● **ACTION ITEM**: The entries below contain a line with "Target: mudflat" and a line with "column 1058, row 44". Quote exactly those two lines and all lines between them.

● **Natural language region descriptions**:
+ + +
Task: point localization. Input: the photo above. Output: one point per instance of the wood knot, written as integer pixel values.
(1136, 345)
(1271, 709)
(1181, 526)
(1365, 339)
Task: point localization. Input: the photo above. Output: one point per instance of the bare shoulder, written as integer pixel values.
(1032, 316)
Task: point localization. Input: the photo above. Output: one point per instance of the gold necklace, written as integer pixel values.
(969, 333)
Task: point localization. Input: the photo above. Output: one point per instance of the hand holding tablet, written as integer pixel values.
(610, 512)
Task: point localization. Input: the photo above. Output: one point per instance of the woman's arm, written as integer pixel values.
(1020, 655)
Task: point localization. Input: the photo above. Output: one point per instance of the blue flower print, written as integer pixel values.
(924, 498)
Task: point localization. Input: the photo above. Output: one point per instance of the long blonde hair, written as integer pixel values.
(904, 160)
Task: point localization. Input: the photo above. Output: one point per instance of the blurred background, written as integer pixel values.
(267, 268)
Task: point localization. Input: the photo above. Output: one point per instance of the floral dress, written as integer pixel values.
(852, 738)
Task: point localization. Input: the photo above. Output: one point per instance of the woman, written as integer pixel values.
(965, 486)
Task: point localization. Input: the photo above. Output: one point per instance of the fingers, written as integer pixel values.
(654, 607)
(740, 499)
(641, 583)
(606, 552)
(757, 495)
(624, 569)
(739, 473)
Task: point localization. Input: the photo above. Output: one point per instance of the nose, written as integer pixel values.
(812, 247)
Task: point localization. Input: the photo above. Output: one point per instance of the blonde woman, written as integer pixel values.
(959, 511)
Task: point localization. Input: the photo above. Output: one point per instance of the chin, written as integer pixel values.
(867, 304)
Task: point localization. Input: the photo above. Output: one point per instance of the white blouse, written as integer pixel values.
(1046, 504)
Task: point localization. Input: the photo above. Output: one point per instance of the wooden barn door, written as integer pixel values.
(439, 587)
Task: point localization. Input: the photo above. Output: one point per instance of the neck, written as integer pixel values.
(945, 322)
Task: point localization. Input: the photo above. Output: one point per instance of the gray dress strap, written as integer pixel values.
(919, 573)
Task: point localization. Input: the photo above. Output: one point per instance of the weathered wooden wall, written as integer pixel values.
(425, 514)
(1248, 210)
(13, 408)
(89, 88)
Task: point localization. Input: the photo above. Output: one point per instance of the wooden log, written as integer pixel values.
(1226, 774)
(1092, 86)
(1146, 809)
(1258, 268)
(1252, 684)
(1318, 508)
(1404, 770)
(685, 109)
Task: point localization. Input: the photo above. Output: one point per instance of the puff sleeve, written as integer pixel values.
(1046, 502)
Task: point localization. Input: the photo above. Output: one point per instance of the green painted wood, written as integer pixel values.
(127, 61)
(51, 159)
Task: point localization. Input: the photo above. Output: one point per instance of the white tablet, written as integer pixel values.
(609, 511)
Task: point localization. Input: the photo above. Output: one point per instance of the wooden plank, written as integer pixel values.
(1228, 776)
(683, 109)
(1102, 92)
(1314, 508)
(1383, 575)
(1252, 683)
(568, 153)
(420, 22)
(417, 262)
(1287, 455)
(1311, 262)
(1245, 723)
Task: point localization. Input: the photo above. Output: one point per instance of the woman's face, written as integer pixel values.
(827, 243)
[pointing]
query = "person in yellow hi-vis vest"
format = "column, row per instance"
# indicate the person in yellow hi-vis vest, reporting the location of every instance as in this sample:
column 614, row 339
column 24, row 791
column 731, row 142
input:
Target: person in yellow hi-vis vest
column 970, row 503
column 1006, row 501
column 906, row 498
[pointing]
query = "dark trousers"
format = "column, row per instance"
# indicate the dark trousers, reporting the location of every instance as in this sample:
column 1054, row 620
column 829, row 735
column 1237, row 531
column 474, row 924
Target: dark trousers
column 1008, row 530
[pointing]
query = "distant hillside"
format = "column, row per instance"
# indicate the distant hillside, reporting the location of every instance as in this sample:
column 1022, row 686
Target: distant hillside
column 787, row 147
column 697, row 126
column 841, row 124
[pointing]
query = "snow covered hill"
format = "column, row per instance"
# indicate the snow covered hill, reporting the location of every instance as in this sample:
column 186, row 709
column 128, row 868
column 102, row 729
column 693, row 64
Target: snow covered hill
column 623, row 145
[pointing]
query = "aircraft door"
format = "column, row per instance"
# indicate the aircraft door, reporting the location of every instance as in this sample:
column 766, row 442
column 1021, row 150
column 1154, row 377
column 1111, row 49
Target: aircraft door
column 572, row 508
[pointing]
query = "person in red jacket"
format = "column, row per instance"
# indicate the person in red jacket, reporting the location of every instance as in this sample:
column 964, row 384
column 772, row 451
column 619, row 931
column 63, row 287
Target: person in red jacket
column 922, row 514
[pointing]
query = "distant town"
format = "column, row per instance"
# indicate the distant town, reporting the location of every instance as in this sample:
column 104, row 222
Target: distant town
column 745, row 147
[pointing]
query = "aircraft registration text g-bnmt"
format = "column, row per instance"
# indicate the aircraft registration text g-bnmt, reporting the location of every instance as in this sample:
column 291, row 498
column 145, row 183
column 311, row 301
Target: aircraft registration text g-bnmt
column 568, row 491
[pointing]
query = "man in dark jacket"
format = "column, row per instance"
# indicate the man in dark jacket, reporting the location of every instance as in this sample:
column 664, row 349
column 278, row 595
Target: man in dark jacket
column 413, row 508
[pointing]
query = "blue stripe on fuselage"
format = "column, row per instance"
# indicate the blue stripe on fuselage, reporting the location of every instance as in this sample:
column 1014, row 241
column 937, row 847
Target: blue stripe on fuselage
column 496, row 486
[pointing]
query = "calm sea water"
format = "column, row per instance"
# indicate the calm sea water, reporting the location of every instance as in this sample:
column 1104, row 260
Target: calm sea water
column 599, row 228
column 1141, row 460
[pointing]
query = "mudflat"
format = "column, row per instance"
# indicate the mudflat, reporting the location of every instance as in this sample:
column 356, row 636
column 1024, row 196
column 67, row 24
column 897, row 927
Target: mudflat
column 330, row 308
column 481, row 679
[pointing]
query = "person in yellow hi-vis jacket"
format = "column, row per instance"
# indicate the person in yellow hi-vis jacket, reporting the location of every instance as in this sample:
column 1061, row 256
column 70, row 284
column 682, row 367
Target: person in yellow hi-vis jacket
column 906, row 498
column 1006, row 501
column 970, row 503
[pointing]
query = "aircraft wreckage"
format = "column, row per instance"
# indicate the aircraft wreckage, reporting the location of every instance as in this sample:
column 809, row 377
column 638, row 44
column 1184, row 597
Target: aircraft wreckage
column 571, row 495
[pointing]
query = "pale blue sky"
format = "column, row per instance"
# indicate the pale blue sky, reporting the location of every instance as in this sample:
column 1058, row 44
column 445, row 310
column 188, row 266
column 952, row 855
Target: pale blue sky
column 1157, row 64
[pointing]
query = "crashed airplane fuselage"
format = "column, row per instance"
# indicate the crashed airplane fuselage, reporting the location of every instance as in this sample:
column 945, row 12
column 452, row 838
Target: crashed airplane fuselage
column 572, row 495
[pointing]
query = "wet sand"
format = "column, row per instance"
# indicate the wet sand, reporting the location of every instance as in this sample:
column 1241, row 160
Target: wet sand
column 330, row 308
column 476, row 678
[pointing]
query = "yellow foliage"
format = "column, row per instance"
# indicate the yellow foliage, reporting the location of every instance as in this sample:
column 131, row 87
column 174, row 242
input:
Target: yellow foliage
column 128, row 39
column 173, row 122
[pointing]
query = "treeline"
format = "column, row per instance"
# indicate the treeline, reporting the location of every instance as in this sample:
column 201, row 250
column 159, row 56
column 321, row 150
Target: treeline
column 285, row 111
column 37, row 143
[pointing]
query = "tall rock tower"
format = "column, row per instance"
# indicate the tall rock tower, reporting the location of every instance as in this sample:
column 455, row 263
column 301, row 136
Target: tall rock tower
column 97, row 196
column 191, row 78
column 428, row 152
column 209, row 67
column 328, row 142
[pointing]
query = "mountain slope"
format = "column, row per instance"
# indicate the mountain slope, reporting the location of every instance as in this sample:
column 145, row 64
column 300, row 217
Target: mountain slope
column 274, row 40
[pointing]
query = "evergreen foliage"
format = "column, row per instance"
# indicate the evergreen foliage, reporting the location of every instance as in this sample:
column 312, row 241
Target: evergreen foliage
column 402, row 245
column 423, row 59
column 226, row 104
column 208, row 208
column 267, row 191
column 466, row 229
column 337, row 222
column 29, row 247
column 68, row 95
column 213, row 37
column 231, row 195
+ + +
● **ANSWER BOX**:
Target: mudflat
column 330, row 308
column 481, row 679
[pointing]
query = "person in yellow hi-vis jacket"
format = "column, row per instance"
# indicate the person in yellow hi-vis jacket, reporting the location of every instance as in this sample:
column 1061, row 256
column 70, row 284
column 682, row 367
Target: person in yellow hi-vis jacket
column 906, row 498
column 1006, row 501
column 970, row 503
[pointing]
query = "aircraft wreckage"
format = "column, row per instance"
# indicate the aircraft wreckage, reporting the location of every instance as in this sample:
column 809, row 377
column 638, row 44
column 1184, row 597
Target: aircraft wreckage
column 571, row 495
[pointing]
query = "pale blue sky"
format = "column, row per instance"
# indicate the pale blue sky, reporting the location of every instance as in this sample:
column 1058, row 44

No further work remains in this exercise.